What you should do: Return verbatim the lines below, beginning with the line that contains "the wall outlet" and stopping after the line that contains "245, 213, 308, 258".
— start of Records for the exercise —
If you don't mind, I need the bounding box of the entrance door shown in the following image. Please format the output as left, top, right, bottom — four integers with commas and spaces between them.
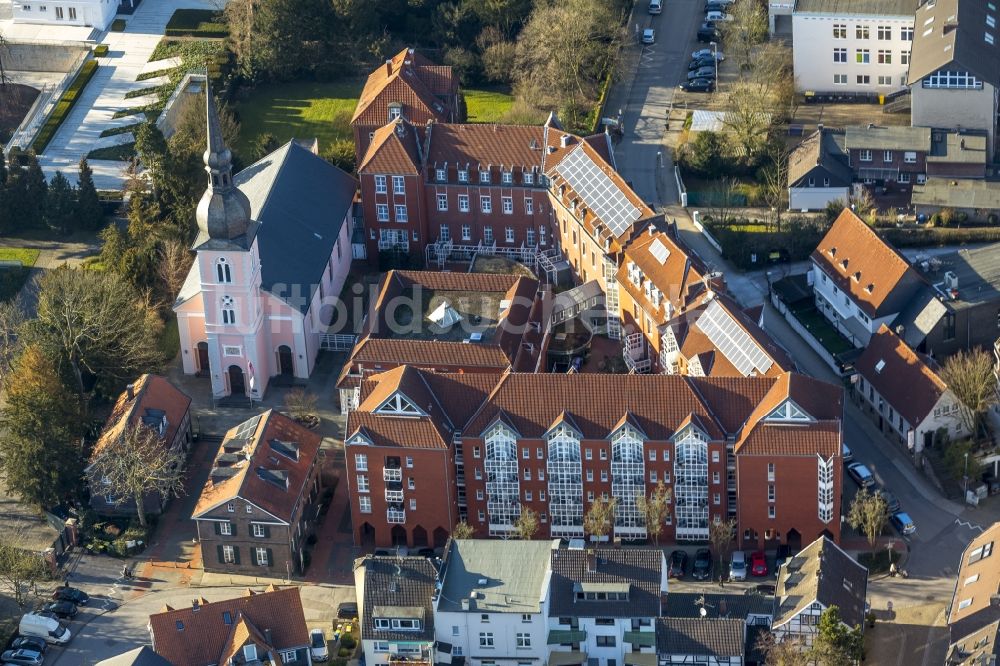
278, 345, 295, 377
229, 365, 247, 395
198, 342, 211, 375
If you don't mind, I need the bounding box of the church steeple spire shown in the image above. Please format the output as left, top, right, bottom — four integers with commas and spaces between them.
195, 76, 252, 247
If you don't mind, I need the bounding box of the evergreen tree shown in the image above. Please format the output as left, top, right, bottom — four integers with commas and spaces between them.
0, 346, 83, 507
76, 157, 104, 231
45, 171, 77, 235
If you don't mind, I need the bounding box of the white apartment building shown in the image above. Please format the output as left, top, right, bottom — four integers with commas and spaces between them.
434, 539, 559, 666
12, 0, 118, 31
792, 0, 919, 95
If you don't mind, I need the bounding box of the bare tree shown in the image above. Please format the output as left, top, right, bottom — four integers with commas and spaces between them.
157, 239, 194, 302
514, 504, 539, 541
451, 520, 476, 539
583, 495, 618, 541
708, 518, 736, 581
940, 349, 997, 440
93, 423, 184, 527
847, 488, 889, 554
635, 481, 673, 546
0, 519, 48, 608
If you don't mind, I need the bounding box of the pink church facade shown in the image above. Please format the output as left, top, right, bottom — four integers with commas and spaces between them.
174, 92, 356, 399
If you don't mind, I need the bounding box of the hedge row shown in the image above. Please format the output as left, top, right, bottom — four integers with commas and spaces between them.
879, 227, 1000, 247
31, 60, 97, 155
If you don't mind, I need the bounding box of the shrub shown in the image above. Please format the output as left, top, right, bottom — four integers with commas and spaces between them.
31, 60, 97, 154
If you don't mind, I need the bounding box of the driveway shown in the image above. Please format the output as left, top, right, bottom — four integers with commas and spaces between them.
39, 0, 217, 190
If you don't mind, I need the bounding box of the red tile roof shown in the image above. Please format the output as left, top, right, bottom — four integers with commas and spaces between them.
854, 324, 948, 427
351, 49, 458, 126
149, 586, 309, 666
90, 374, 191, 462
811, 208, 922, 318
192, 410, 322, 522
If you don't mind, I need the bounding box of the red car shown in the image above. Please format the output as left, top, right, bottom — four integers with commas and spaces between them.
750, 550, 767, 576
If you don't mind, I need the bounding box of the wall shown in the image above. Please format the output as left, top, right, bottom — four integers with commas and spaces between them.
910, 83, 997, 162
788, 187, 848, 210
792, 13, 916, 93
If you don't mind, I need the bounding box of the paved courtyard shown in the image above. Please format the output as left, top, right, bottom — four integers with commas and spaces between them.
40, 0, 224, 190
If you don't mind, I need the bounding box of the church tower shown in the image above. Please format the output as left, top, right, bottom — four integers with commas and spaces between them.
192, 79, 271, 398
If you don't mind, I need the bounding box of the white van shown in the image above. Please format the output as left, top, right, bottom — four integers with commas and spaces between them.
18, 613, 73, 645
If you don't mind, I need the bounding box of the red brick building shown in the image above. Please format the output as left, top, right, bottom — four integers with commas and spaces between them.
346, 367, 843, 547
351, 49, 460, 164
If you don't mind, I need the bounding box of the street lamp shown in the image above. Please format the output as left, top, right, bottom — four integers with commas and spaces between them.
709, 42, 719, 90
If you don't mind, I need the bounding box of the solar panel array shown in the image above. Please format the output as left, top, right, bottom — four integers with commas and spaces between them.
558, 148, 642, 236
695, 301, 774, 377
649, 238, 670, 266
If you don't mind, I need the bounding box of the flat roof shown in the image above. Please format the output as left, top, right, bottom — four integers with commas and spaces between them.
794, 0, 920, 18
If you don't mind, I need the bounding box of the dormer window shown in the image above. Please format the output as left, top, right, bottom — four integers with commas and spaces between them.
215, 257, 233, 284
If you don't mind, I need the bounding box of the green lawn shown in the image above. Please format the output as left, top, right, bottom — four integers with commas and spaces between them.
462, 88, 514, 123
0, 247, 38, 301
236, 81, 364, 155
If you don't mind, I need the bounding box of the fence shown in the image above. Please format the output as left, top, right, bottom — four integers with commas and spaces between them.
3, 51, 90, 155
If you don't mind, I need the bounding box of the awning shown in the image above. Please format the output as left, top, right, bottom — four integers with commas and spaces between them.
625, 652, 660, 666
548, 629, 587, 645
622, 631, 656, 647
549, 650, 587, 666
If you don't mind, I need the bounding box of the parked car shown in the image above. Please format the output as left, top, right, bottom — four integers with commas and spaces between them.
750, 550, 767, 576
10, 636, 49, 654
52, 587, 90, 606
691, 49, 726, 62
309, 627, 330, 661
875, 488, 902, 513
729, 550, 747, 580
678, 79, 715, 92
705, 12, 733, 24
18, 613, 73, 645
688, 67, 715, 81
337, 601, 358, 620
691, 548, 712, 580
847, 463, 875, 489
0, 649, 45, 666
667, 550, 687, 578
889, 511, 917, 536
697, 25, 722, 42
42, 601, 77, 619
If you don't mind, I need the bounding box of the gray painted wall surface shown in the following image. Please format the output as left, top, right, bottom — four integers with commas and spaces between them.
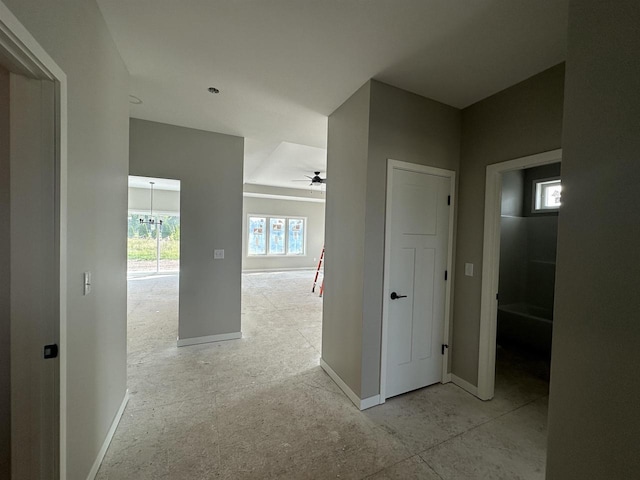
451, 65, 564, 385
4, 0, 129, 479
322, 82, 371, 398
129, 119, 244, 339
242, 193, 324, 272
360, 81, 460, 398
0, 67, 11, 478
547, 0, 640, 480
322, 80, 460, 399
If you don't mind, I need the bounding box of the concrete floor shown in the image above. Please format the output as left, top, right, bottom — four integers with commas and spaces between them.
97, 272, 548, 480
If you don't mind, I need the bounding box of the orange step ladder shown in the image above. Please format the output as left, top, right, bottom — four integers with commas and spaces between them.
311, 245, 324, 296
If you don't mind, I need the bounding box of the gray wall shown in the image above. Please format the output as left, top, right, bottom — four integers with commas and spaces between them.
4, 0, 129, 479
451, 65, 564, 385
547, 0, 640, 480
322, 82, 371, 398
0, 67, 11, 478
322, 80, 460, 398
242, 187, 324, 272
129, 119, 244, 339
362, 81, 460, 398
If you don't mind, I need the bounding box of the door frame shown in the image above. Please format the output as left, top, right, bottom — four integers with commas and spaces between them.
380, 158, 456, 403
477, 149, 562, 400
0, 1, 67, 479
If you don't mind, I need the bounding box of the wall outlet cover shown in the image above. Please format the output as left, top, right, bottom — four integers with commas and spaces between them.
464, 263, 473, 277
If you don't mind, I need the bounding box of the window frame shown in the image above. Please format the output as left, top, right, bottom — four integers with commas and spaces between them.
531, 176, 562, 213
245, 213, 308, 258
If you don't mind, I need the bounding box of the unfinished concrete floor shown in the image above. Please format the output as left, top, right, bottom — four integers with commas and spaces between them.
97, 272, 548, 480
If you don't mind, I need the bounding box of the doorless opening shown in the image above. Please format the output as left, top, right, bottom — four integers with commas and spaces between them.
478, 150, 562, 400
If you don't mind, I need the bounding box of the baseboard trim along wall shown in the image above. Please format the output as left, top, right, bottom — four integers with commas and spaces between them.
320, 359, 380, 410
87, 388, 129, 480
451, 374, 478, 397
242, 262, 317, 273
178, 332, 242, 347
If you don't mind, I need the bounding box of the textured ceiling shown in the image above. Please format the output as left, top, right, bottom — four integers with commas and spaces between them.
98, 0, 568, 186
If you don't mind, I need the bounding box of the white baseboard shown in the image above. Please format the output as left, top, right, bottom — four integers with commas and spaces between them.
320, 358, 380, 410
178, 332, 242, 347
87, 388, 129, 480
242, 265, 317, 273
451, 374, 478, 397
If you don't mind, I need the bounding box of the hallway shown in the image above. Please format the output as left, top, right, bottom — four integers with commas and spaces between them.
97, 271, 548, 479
— end of Records for the exercise —
— start of Records for the exercise —
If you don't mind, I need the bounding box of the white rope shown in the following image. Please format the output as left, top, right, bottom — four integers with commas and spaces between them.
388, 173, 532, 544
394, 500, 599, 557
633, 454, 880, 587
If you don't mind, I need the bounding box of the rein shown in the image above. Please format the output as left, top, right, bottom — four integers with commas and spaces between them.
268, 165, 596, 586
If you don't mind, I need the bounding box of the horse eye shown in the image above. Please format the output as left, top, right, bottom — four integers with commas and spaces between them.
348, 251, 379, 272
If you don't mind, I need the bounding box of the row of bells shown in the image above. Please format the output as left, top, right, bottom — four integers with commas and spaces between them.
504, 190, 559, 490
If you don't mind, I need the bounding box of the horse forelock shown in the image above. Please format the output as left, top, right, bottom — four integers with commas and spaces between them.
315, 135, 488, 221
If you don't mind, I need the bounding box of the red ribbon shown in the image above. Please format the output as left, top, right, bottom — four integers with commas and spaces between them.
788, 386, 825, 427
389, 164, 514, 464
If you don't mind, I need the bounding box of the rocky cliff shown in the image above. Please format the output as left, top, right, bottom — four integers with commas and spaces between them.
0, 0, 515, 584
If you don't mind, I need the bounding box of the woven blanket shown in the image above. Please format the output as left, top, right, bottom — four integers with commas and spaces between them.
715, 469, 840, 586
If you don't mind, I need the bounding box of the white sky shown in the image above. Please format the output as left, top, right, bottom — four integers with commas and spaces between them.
— end of Records for the exercise —
Exercise solution:
If you don't mind, I need the bounding box of the wall outlet cover shown in the image above. Please format the output as left, top, right, bottom — four integers with commas and spaces between them.
464, 263, 473, 277
If you don't mind, I need the bounding box of the window frame shown in the image above. Please format the output as left, top, right, bottom — four integers with commas and spaces between them.
531, 176, 562, 213
245, 213, 308, 258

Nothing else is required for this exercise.